Медик — Кретинина (Веденина) Вера Павловна
Мой отец был крестьянином, воевал в Первую мировую войну, в Гражданскую вернулся только в 1922 году. В 1936 году он уехал в Москву, где работал дворником.
У нас в деревне я закончила только 4 класса, а в 5 класс пошла в школу в селе Ржановка. Окончила там 5 класс, а 6 класс я не закончила, у меня глаза болели. Потом мы переехали в Москву, там я окончила 6 класс, а в 1938 году пошла работать. Тогда без паспорта на работу не брали, но папа попросил одного мужчину, который работал в той организации, где он дворником был, а тот попросил свою женой, которая работала директором столовой, чтобы меня взяли на работу. В 1939 году я получила паспорт и уже официально работала в этой столовой, оттуда и на фронт ушла.
22 июня я была дома, собиралась на работу, и тут услышала выступление Молотова. Но мы все пришли на работу. Все были в ужасном состоянии. В первые дни войны я и еще одна девочка с нашего треста пошли в райком Красного Креста и Красного Полумесяца. Рядом с нашей столовой была 54 школа, там 22 июня был выпуск, а 25 мы с подружкой встретились с Зиной Каменской, Женей Жуковской, Тамарой Матлаховой, Верой Цветковой, они со школы были, и с ними мы пришли в комитет Красного Креста и поступили на курсы сандружинниц.

** Задание A **
В воспоминаниях Веры Кретининой названы девушки из 54-й школы, с которыми она пришла в комитет Красного Креста. Перечислите их.
** Задание B **
Ответьте на вопросы по воспоминаниям Веры Кретининой:
(i) В каком году отец вернулся с Гражданской войны?
(ii) В каком селе она училась в 5 классе?
(iii) В каком году она получила паспорт?
** Задание C **
Продолжите воспоминания Веры Кретининой после последнего приведенного абзаца.

Записи набора данных
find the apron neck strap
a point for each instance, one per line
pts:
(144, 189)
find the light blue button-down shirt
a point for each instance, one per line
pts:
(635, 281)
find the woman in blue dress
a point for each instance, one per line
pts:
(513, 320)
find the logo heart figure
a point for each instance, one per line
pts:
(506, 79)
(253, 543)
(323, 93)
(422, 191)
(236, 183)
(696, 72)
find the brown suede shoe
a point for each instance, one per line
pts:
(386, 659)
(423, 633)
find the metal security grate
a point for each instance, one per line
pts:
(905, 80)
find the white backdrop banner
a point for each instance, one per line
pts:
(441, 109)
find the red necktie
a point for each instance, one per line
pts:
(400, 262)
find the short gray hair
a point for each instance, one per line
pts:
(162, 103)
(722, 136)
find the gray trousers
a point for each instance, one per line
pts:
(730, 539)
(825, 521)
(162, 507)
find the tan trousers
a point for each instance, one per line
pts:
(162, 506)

* * *

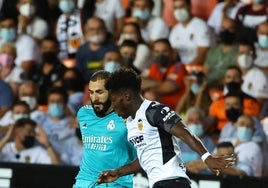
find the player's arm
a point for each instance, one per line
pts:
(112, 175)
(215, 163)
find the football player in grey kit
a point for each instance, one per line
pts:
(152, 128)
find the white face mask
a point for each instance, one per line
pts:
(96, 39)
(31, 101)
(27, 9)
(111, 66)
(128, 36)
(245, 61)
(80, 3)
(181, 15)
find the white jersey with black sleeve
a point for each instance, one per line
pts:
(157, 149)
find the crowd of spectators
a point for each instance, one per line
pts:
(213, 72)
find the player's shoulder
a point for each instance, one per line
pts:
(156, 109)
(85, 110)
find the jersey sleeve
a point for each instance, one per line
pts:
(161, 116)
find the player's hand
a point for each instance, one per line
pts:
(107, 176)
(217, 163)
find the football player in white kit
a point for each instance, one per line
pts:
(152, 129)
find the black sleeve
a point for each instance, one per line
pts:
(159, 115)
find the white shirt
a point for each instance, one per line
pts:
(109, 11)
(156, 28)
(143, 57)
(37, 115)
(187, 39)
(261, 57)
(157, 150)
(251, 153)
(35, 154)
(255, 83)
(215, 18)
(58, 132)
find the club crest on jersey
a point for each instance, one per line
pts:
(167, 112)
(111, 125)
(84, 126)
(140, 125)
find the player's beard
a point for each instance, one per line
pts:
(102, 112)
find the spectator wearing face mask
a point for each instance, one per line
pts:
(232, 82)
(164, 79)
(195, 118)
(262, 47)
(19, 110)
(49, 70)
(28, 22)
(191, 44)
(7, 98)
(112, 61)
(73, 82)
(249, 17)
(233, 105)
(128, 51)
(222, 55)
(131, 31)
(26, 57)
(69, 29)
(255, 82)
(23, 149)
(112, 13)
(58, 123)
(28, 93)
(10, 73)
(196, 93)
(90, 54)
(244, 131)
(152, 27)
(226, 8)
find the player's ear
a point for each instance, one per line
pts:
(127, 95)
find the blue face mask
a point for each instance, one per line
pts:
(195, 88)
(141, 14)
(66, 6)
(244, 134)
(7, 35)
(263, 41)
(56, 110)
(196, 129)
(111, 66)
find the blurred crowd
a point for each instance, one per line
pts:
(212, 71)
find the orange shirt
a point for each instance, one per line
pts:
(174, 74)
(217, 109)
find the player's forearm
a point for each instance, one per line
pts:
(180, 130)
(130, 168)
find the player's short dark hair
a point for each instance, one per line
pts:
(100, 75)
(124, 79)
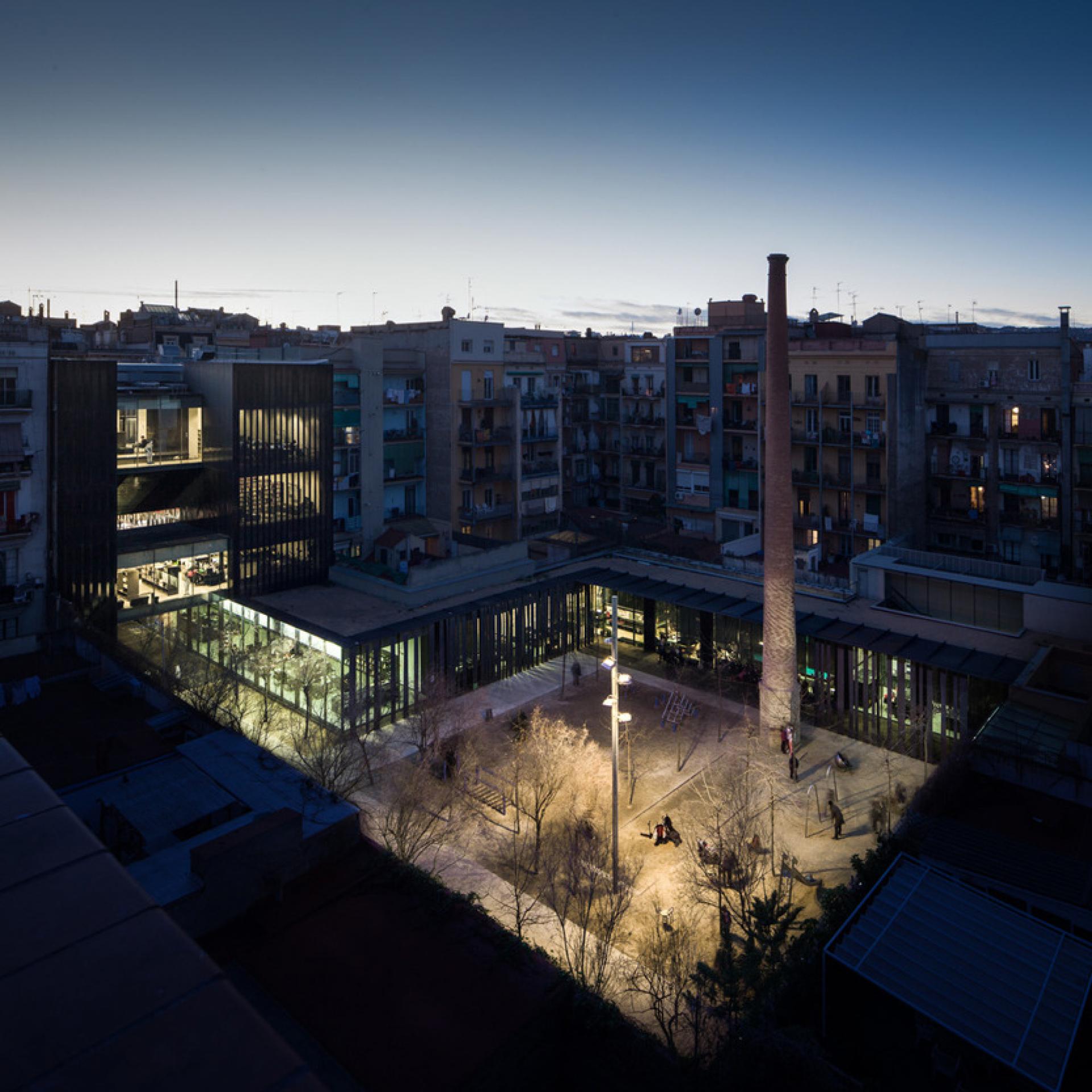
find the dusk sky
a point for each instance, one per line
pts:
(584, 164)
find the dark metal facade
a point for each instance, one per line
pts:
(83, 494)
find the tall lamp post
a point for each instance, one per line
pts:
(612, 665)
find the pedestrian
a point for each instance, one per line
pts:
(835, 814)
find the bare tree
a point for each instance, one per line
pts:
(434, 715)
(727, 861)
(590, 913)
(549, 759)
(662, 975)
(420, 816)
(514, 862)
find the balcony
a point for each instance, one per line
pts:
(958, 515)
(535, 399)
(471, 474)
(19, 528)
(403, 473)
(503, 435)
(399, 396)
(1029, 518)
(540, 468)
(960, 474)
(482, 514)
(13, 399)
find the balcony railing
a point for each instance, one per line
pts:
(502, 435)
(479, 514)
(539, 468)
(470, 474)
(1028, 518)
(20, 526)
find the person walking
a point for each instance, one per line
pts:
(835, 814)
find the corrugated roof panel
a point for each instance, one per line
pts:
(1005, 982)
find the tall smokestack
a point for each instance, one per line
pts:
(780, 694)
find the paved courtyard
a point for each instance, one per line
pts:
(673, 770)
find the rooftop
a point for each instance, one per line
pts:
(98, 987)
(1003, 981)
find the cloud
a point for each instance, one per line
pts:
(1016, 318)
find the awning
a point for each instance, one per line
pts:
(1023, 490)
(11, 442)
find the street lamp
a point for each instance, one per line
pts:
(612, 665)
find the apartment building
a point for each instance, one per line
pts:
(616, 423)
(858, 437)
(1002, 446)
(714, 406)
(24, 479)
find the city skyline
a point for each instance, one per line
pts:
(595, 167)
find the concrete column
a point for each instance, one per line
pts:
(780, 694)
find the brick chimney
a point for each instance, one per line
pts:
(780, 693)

** Ответ на задание A **
Зина Каменская, Женя Жуковская, Тамара Матлахова, Вера Цветкова.

** Ответ на задание B **
(i) В 1922 году.
(ii) В селе Ржановка.
(iii) В 1939 году.

** Ответ на задание C **
На 2 или 3 день нас пригласили сдать кровь и год, до моего призыва в армию, я сдавала кровь. Вере, Зине, Тамаре и Жене еще не было 18 лет и их, с курсов сандружинниц, направили на курсы радистов, а потом отправили на фронт. А меня с работы не отпускали, и в военкомате мне отказывали в отправке на фронт, потому что мы кормили ополченцев, а я была такая девочка энергичная и исполнительная и во мне нуждались. Кроме того, я была сандружинницей у нас 6-го участка ПВО, его штаб находился в Афанасьевском переулке. Мы день я работала, а ночью мы, Марина Смирнова, Юля Ляпина, я и Катя Рябова, шли в штаб и там дежурили. Помню, на Можайском шоссе горел детский сад, и мы там детей спасали. На Поварской улице в дом попал снаряд и мы там людей спасали. Дежурили в метро, ездили на окопы. В сентябре 1942 года меня призвали в армию.
Погрузили в эшелон и привезли на станцию Хреновая, Воронежской области. Туда приехали представители дивизии 25-й гвардейской дивизии, в которую я, Катя Рябова, Нина Ефимовна Рощина, Марина Смирнова, и еще некоторые девочки и попали. Я с Ниной Рощиной, она была старше меня, закончила педагогический институт, потом курсы медсестер, уже была на фронте, попали в санроту 81-го полка.
Первые мои бои на Дону. Самые тяжелые, на всю жизнь останется в памяти, было столько раненых… Наша дивизия находилась в резерве верховного главнокомандующего и ее все время направляли на ложные участки. Она первой вступала в бой, оттягивала на себя войска, а наступление начиналось в другом месте. Во время этих боев было очень много раненых, мы сутками не разгибаясь оказывали помощь, у нас руки от крови пухли.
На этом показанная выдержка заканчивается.